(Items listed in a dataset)
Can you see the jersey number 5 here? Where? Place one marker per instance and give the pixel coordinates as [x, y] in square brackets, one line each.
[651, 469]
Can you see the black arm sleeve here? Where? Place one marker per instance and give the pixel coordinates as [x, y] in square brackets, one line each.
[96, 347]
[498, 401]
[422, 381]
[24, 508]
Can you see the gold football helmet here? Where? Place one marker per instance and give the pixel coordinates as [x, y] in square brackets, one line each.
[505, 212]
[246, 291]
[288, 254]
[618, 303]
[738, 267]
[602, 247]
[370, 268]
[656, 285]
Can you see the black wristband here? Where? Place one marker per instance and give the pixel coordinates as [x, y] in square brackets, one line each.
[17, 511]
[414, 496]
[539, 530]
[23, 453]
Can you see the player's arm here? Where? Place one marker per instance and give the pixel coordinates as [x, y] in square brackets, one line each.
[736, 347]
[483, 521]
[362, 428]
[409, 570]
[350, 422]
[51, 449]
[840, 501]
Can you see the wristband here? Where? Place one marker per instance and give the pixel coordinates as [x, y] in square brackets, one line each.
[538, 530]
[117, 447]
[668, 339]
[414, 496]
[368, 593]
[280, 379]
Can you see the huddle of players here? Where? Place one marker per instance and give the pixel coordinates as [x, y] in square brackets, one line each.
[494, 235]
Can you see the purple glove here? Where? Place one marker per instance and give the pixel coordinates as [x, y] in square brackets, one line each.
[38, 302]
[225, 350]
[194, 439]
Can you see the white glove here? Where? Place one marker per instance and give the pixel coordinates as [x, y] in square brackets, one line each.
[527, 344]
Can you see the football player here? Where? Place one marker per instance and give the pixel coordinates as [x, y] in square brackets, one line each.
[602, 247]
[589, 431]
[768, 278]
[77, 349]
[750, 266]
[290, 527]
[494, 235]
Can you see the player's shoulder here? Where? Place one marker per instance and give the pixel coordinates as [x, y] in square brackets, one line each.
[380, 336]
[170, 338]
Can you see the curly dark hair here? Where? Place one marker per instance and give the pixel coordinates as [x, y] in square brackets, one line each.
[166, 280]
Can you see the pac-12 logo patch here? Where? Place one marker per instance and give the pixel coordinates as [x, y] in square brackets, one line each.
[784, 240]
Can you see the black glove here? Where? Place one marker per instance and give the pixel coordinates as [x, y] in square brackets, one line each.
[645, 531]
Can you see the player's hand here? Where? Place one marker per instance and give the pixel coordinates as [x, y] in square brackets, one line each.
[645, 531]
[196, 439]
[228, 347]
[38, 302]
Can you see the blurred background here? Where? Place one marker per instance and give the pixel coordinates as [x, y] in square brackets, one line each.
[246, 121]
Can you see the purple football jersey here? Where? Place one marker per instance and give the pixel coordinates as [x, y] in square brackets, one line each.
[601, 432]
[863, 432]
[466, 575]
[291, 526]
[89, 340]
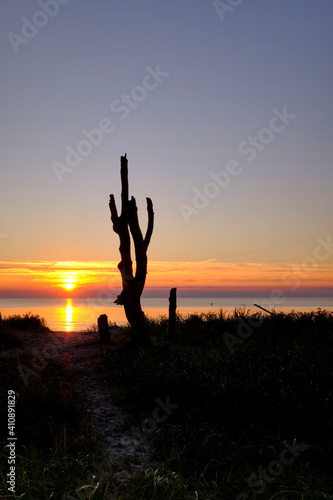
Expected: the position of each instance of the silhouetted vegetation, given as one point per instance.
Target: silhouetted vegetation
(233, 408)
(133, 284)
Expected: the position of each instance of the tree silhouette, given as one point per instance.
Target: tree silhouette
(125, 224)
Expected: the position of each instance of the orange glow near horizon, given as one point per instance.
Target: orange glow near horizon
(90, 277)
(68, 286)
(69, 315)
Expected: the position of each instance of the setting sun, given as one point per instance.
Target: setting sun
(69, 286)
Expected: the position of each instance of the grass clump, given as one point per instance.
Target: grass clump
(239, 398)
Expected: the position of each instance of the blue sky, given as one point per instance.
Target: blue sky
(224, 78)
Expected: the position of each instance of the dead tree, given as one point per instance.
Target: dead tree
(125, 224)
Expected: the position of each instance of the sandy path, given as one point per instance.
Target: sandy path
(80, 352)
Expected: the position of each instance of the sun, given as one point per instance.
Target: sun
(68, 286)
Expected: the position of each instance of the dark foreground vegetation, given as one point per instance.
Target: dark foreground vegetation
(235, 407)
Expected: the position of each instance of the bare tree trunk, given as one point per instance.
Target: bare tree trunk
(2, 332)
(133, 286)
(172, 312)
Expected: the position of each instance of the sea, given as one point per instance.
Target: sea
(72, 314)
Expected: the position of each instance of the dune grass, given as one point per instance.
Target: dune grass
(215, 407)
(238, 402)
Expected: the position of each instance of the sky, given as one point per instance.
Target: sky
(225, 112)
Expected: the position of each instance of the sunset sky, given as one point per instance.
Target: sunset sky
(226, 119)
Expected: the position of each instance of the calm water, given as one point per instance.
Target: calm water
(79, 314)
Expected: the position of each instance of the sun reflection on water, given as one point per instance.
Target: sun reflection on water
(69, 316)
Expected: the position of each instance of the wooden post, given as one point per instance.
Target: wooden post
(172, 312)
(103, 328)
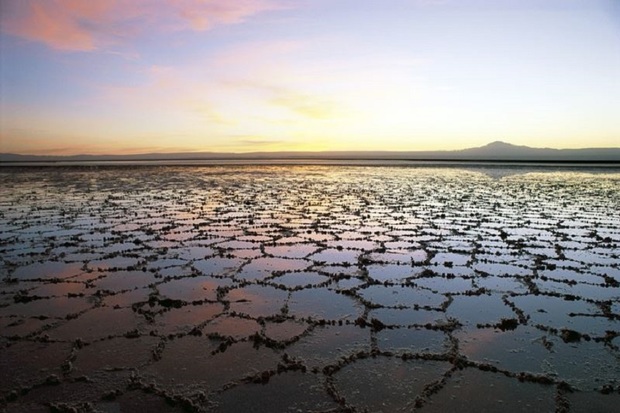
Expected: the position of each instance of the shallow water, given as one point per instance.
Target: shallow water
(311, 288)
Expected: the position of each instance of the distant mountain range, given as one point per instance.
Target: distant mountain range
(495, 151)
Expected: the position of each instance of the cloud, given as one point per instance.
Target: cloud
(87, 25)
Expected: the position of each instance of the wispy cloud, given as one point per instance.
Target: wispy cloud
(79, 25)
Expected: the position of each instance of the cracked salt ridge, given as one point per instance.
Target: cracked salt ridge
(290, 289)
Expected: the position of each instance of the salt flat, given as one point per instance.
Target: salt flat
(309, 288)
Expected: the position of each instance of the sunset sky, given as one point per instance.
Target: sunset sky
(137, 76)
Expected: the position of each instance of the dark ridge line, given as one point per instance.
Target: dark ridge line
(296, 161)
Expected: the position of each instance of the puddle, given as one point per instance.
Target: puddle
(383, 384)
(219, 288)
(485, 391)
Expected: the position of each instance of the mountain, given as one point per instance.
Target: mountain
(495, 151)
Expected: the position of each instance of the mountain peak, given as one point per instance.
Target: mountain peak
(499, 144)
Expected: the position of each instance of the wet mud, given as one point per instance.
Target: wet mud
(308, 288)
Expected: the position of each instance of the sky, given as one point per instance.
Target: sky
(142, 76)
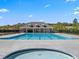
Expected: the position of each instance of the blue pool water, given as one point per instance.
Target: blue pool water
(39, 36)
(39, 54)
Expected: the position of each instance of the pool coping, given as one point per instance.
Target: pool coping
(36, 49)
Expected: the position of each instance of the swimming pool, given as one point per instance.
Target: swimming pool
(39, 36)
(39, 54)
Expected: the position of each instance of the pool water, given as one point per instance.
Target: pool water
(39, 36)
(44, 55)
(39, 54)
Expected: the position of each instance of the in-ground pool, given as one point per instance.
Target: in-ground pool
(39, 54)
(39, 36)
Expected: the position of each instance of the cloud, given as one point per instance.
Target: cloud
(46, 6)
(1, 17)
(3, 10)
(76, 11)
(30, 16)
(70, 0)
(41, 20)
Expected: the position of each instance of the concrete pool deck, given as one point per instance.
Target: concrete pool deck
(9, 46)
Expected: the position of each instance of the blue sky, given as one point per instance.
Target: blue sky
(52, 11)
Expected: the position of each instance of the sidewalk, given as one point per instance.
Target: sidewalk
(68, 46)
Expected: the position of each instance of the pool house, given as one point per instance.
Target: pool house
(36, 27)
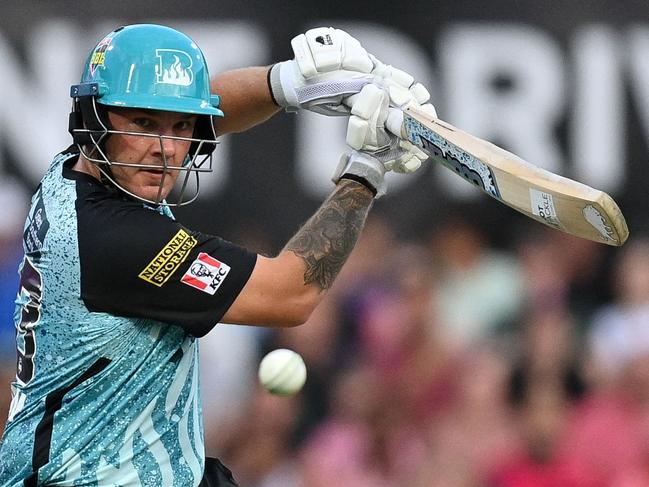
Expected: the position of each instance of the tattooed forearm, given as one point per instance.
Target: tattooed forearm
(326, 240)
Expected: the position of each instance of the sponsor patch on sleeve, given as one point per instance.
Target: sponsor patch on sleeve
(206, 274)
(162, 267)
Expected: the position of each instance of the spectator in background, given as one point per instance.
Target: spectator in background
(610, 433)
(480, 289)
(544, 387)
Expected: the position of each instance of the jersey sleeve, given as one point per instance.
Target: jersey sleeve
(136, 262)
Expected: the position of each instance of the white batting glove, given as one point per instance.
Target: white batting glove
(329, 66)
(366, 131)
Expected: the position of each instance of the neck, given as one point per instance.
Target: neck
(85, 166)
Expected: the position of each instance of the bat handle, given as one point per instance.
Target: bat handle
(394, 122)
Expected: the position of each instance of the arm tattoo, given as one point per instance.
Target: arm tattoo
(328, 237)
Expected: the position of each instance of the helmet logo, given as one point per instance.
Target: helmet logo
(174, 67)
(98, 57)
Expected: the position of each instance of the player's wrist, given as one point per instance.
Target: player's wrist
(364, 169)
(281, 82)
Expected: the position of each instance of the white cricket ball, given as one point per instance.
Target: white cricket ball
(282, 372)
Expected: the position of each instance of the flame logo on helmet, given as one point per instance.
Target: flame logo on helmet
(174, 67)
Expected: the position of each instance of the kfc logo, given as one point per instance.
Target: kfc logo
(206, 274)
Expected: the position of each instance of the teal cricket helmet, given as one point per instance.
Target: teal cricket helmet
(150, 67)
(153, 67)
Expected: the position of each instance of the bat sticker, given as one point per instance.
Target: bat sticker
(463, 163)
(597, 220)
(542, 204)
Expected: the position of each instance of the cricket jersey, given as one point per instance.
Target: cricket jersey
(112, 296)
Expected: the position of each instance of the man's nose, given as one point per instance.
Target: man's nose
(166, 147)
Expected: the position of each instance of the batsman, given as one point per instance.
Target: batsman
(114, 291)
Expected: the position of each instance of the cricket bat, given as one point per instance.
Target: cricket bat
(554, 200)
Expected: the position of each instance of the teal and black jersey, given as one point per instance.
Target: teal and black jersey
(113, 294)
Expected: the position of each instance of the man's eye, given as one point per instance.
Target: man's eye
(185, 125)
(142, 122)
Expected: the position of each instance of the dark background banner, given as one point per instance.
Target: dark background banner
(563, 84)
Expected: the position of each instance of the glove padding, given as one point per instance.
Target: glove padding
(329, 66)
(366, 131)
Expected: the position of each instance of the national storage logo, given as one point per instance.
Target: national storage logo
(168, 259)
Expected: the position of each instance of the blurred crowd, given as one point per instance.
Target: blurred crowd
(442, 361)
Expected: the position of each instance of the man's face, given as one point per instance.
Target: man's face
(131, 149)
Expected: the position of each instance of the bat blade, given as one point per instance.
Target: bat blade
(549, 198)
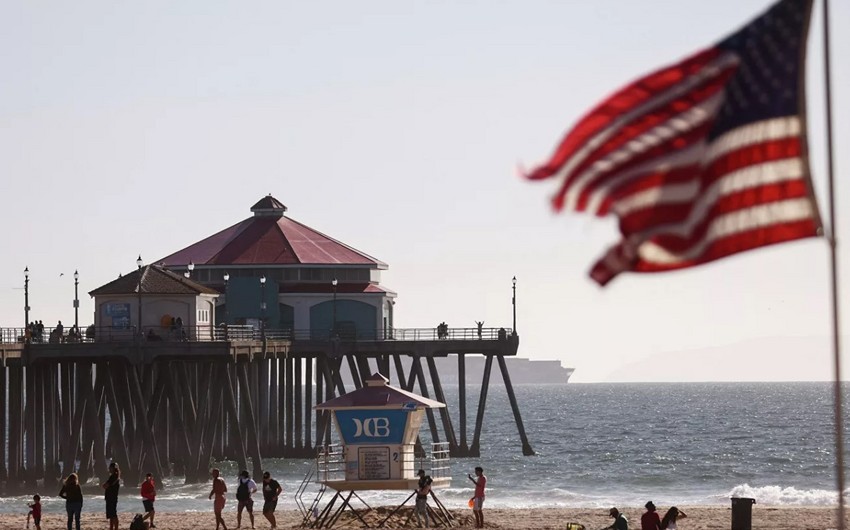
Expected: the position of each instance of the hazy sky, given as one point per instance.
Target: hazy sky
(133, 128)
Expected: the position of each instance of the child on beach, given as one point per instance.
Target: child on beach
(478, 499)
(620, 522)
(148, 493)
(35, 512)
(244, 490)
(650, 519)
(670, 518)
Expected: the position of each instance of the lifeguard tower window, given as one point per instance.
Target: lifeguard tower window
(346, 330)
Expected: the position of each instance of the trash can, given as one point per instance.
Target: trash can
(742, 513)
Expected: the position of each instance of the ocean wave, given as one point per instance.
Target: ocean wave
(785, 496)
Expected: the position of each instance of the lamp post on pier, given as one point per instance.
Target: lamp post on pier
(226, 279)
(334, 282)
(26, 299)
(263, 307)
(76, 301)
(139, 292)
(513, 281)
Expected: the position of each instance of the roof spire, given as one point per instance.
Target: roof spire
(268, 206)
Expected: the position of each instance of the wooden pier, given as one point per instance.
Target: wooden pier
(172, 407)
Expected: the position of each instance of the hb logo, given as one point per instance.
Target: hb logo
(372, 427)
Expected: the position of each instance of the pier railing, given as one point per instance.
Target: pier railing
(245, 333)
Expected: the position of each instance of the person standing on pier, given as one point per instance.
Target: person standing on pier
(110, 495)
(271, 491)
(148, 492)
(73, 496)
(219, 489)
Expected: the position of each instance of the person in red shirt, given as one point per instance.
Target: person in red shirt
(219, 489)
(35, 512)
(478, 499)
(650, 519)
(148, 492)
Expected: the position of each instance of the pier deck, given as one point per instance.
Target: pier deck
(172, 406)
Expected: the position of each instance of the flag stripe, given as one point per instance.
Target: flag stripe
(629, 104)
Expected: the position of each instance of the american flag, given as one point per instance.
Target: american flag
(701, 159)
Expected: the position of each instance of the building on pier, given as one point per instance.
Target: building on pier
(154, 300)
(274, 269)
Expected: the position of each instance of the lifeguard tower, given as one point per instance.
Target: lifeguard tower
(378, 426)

_PROBLEM:_
Reprint exactly the lines above that start at the one with "Target: concrete pool deck" and end at the one with "Expected: the position of each instance of the sidewalk, given", keeping both and adding none.

_ANSWER BOX:_
Target: concrete pool deck
(9, 46)
Expected: the position of each instance of the blue sky, given as one point per instance.
Target: blue sky
(52, 11)
Expected: the position of each instance of the sidewalk, given as one point per instance.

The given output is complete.